Text segment

┌──

Now that fall is fast approaching, it's time to start thinking about preparing your lawn for the winter months and even the spring.

According to TruGreen, it's important that homeowners understand how to care for their lawns, trees and shrubs in fall before the end of the growing season. The experts at TruGreen offer five fall green space tips to homeowners to better prepare their outdoor living rooms for spring's vigorous growth.

Thoroughly walk your property and inspect lawn, trees and shrubs as these plants prepare for dormancy in late fall and early winter. Identify problem areas in need of treatment, pruning or replacement. Note patchy areas, where grass has thinned out or is in need of valuable nutrients and appears as light green. Also look for weed and pest infestations and overgrown shrubs and trees, especially those with the potential for interfering with roof and power lines. Consider a qualified expert, to properly gauge your lawn and landscape needs.

Help your lawn breathe through fall core aeration to strengthen roots and to prepare for a hardy spring workout. Conduct corrective pruning of trees and shrubs in fall to enhance plant appearance and vigor, and thin rather than top-shear and overgrown shrubs and flowering trees to preserve their overall shape.

└──

Provided material
┌──

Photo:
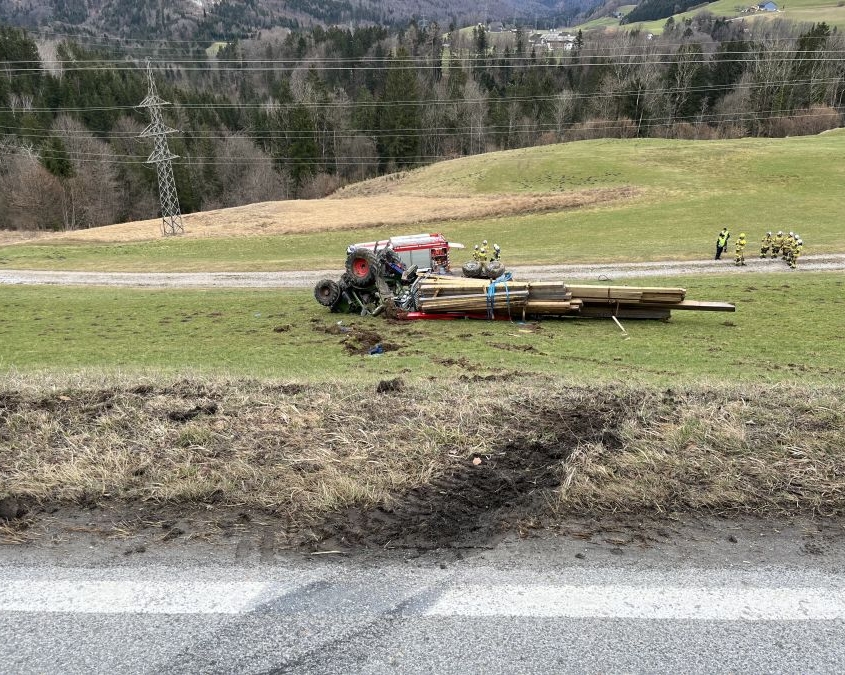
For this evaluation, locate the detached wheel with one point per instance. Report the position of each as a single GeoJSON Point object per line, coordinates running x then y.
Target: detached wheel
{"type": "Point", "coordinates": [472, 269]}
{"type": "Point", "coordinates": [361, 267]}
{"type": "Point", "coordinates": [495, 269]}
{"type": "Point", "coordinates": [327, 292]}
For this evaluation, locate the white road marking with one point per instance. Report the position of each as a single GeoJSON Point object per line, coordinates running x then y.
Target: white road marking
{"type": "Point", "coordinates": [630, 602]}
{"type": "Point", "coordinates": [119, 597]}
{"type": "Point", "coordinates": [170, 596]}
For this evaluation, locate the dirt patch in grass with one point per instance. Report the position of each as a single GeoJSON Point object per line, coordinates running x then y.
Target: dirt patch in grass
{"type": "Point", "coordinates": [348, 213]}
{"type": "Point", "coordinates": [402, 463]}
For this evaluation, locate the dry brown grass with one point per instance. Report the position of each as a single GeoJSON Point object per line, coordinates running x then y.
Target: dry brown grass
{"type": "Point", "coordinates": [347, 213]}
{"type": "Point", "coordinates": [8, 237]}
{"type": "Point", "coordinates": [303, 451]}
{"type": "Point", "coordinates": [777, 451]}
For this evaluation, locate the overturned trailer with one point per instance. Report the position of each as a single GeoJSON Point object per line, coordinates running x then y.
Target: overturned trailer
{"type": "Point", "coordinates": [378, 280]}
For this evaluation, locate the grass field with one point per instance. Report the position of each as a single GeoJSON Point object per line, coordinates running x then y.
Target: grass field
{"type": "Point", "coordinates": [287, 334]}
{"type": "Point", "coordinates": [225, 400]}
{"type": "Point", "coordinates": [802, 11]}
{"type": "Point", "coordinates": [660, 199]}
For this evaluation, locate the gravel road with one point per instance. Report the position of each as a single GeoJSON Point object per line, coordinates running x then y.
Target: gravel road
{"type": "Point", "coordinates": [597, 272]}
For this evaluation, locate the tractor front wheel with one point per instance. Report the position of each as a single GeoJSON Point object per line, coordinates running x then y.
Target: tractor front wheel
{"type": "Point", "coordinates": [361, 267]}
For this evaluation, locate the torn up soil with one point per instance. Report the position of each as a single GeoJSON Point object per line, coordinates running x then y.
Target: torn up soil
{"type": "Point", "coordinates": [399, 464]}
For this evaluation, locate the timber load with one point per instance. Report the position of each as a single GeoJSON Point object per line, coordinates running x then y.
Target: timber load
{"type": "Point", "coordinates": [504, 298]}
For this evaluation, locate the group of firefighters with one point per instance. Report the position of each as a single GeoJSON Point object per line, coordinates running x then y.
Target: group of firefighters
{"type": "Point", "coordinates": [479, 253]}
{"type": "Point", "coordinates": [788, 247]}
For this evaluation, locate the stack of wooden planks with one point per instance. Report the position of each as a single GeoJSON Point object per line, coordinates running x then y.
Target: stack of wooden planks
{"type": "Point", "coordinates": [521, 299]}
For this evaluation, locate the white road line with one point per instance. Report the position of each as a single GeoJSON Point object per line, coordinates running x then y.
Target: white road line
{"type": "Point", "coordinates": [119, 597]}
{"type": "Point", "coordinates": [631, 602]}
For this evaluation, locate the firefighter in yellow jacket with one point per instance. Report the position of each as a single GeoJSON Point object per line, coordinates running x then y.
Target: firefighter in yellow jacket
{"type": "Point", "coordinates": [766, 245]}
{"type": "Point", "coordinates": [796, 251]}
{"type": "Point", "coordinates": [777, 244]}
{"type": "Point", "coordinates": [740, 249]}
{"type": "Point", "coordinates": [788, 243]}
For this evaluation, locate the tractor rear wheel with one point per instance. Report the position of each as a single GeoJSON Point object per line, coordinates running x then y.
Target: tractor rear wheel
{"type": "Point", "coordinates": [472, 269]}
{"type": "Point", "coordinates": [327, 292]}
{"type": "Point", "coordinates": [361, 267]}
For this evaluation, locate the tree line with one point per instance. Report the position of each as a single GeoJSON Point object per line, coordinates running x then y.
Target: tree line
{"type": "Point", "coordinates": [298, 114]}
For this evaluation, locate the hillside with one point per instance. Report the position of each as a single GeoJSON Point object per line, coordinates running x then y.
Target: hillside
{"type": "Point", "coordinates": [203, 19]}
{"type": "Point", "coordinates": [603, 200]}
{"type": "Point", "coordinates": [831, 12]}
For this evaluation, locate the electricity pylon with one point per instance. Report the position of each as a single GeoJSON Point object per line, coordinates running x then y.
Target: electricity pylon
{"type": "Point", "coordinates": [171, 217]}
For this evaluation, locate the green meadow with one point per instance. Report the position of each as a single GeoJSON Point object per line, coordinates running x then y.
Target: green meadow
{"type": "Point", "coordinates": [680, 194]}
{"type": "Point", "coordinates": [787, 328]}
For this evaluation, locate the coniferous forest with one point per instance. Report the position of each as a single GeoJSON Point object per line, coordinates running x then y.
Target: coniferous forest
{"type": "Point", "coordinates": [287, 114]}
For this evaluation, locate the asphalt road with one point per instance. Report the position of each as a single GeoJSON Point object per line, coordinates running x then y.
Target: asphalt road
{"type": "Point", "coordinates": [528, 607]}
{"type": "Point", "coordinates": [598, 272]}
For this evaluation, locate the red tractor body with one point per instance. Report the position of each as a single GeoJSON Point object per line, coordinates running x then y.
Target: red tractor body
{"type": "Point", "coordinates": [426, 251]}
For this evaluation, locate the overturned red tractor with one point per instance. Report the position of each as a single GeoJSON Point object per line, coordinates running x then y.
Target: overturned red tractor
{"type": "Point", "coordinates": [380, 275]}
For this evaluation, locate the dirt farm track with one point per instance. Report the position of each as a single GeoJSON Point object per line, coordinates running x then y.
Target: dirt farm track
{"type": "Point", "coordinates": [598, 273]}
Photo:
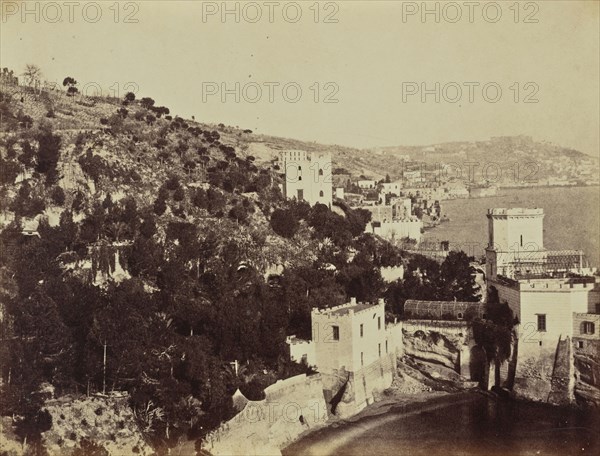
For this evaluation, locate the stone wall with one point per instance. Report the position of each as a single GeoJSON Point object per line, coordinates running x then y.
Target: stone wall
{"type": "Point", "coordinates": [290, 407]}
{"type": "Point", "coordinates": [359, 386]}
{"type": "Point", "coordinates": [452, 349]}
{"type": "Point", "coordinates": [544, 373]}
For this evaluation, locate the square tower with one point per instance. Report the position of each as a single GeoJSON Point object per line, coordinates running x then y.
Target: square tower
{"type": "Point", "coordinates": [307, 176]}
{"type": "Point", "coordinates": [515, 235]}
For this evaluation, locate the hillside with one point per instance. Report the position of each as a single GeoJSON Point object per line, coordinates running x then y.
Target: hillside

└──

Work request A
From the fall lawn care article, pull out the passage starting with "According to TruGreen, it's" and going on through "and landscape needs.".
Work request B
In the fall lawn care article, what color do patchy areas that need nutrients appear?
Work request C
Carry on writing the fall lawn care article from its last sentence.

Task output A
According to TruGreen, it's important that homeowners understand how to care for their lawns, trees and shrubs in fall before the end of the growing season. The experts at TruGreen offer five fall green space tips to homeowners to better prepare their outdoor living rooms for spring's vigorous growth.

Thoroughly walk your property and inspect lawn, trees and shrubs as these plants prepare for dormancy in late fall and early winter. Identify problem areas in need of treatment, pruning or replacement. Note patchy areas, where grass has thinned out or is in need of valuable nutrients and appears as light green. Also look for weed and pest infestations and overgrown shrubs and trees, especially those with the potential for interfering with roof and power lines. Consider a qualified expert, to properly gauge your lawn and landscape needs.

Task output B
Light green.

Task output C
Fall's favorable weather conditions, as well as moist and warm soil temperatures, create the ideal opportunity for successful seeding of bare lawn areas and overseeding of healthy grass to improve your lawn thickness and density. Replace dead or floundering plants in fall for a healthier landscape and improved curb appeal in spring.

Mow your lawn into the fall and avoid removing more than one-third of the leaf blades with each cut. Return grass clippings and back to the soil for added lawn nutrients and use tree leaf compost to nourish plants.

A good fall feeding gives roots of lawns, trees and shrubs the energy needed to prepare for a healthy spring green revival. Keep fertilizer on target to prevent run-off and sweep fertilizer granules that may reach pavement back onto your lawn. Use a trained specialist, for insect and disease control measures customized to your region to help trees and shrubs thrive.